*WHAT IS EXPECTED*
Reproduce the records line for line, beginning with the first line and stopping after the line that contains "pixel 250 392". Leave the pictures out of your copy.

*GIVEN DATA*
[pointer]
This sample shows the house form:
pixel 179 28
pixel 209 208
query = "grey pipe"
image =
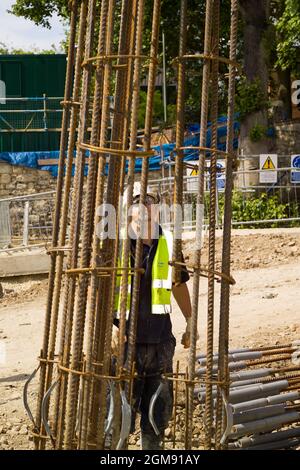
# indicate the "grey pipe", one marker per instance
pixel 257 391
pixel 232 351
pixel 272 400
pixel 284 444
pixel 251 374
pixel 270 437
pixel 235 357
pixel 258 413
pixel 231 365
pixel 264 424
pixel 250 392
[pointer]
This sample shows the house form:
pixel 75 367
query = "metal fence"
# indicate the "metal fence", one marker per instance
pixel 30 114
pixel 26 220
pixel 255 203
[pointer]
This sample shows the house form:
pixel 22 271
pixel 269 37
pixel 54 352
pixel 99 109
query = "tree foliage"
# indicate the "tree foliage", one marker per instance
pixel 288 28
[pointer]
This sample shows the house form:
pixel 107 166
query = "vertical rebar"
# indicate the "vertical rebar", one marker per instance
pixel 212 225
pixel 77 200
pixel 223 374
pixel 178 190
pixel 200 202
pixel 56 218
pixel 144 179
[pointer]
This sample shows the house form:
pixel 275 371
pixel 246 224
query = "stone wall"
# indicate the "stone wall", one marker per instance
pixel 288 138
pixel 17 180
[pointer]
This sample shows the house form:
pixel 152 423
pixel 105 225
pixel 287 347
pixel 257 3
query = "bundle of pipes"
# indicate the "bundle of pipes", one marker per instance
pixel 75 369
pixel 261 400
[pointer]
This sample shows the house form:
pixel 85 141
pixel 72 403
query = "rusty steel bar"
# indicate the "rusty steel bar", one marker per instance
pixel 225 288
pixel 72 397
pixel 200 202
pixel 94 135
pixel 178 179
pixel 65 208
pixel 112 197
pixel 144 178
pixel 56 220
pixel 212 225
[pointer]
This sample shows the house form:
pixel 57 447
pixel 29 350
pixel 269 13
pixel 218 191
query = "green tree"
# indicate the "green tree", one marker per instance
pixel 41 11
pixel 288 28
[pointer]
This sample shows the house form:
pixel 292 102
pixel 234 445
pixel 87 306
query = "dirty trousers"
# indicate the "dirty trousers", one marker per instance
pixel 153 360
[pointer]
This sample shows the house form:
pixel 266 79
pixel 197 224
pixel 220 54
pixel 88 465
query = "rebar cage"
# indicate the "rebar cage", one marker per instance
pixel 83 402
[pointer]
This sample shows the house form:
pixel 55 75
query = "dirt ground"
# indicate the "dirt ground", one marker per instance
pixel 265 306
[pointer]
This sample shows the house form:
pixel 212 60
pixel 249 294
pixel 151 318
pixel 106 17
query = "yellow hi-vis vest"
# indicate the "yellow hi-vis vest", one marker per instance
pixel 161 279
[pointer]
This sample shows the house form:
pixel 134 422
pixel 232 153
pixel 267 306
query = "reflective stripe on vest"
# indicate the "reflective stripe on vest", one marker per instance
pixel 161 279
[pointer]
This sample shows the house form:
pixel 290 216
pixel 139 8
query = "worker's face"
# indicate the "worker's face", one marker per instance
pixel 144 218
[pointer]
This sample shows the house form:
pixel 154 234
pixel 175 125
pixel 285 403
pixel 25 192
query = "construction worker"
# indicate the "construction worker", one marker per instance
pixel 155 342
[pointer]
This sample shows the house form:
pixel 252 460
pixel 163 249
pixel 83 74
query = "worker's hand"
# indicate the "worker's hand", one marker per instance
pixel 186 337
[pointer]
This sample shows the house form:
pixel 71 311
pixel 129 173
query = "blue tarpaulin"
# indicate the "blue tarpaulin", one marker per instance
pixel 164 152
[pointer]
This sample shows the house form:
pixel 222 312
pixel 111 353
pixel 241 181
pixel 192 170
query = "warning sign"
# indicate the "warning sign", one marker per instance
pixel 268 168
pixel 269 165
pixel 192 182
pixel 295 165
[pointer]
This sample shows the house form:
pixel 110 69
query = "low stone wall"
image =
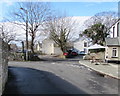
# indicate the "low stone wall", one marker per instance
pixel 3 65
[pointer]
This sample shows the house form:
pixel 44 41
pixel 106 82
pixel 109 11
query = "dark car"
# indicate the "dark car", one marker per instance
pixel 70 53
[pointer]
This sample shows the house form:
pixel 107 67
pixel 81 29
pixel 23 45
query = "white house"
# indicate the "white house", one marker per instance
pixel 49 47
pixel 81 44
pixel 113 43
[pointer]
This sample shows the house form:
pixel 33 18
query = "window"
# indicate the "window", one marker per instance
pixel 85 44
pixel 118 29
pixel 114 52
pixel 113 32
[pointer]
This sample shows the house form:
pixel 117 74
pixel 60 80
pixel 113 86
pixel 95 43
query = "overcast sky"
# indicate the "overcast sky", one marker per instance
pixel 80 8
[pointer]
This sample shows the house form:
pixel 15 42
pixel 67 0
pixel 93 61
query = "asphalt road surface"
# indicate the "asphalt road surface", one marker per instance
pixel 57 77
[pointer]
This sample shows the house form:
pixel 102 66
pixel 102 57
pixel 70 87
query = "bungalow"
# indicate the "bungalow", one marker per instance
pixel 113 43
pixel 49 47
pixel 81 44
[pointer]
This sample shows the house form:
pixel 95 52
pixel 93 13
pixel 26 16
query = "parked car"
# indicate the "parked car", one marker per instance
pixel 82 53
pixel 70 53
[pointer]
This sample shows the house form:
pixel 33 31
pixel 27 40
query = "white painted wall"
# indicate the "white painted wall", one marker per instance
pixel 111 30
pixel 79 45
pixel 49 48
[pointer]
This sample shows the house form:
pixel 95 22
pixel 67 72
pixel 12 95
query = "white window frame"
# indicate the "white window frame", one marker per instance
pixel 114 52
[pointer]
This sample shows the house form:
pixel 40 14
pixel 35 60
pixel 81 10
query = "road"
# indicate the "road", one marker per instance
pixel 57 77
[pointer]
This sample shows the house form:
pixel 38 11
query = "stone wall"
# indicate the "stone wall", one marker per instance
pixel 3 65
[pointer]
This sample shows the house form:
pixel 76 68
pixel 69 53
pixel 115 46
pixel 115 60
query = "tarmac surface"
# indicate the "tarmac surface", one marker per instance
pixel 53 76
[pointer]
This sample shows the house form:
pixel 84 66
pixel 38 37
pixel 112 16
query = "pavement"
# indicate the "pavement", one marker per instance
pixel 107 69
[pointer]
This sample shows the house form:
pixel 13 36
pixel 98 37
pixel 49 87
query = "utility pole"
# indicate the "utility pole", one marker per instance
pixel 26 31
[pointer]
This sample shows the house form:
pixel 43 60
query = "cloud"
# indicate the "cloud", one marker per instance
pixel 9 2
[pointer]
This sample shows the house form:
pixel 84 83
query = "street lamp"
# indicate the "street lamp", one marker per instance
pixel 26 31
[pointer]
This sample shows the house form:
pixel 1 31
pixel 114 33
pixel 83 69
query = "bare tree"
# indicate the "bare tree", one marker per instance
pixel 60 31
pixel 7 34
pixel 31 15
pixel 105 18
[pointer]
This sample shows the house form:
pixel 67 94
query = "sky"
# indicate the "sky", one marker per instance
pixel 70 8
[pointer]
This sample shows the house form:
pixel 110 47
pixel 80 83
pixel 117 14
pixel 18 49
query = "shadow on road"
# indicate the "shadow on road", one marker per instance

*SOLUTION BELOW*
[pointer]
This sample shows the house form:
pixel 179 28
pixel 209 208
query = "grey pipe"
image =
# indicate the "grey pipe", one marker per instance
pixel 257 391
pixel 232 351
pixel 272 400
pixel 284 444
pixel 251 374
pixel 270 437
pixel 235 357
pixel 258 413
pixel 231 365
pixel 264 424
pixel 250 392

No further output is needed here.